Available records:
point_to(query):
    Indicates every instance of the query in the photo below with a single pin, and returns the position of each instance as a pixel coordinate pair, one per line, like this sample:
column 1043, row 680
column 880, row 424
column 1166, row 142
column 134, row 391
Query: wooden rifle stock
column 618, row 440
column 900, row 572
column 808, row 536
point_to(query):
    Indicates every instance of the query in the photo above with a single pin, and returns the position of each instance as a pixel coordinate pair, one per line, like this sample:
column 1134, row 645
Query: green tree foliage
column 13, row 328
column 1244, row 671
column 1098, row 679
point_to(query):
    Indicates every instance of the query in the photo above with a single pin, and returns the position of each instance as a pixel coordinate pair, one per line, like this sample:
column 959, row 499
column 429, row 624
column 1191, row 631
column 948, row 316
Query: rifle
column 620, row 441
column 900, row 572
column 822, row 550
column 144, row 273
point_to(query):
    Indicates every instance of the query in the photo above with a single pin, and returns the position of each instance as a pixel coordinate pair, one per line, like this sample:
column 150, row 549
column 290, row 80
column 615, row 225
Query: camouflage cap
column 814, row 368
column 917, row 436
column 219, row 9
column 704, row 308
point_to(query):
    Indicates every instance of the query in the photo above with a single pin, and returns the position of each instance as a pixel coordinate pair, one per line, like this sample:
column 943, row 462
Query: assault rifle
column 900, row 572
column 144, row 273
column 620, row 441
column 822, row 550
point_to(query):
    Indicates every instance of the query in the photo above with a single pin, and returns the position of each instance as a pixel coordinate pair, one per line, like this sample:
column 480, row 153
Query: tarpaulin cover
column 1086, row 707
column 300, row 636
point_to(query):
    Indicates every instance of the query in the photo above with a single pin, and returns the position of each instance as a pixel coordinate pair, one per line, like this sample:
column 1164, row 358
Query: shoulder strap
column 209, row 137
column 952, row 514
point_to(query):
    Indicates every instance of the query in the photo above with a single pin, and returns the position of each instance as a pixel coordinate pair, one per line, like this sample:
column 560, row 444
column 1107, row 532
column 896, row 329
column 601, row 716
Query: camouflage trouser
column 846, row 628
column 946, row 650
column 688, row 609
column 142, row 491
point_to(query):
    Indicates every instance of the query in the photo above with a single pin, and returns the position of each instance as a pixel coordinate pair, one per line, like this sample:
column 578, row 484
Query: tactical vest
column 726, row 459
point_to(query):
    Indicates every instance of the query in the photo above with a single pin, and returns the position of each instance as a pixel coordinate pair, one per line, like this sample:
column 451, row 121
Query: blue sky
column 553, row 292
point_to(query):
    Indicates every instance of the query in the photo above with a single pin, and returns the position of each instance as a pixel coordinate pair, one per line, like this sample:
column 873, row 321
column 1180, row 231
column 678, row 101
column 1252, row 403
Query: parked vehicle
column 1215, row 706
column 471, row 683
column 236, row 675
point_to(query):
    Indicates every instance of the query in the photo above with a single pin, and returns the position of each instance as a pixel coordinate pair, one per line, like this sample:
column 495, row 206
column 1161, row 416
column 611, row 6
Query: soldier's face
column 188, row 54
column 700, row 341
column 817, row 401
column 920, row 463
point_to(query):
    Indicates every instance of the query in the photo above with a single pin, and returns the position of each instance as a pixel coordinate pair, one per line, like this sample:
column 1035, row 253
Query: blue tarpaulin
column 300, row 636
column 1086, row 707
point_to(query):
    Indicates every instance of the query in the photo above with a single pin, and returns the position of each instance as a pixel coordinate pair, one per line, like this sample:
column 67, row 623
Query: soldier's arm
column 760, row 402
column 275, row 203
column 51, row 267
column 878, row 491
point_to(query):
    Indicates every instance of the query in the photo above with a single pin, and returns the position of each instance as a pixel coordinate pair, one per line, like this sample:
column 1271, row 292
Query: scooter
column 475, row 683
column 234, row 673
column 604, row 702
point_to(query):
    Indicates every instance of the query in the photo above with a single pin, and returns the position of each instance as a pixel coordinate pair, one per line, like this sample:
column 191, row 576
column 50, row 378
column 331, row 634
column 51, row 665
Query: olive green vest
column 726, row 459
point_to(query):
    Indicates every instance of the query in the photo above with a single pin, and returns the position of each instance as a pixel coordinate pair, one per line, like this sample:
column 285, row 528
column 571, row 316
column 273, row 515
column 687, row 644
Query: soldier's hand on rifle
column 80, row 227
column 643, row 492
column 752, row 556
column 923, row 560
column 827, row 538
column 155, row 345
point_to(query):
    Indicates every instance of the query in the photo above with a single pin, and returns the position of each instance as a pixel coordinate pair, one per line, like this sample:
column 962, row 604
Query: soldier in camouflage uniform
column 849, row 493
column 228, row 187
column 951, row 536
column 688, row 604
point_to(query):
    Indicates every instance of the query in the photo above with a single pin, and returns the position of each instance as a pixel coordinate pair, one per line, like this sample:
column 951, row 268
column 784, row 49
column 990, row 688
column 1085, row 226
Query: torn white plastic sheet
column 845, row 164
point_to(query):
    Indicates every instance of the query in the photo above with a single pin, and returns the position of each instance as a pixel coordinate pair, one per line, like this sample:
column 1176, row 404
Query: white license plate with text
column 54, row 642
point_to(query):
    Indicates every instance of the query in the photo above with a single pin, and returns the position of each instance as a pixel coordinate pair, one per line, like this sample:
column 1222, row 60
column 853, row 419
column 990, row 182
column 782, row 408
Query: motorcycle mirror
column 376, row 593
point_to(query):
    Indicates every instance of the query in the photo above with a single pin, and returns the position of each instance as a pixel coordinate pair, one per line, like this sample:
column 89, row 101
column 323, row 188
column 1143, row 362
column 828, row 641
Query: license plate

Goal: Report how many lines of the material above contain the string "blue", giving only the number.

Problem solution: 2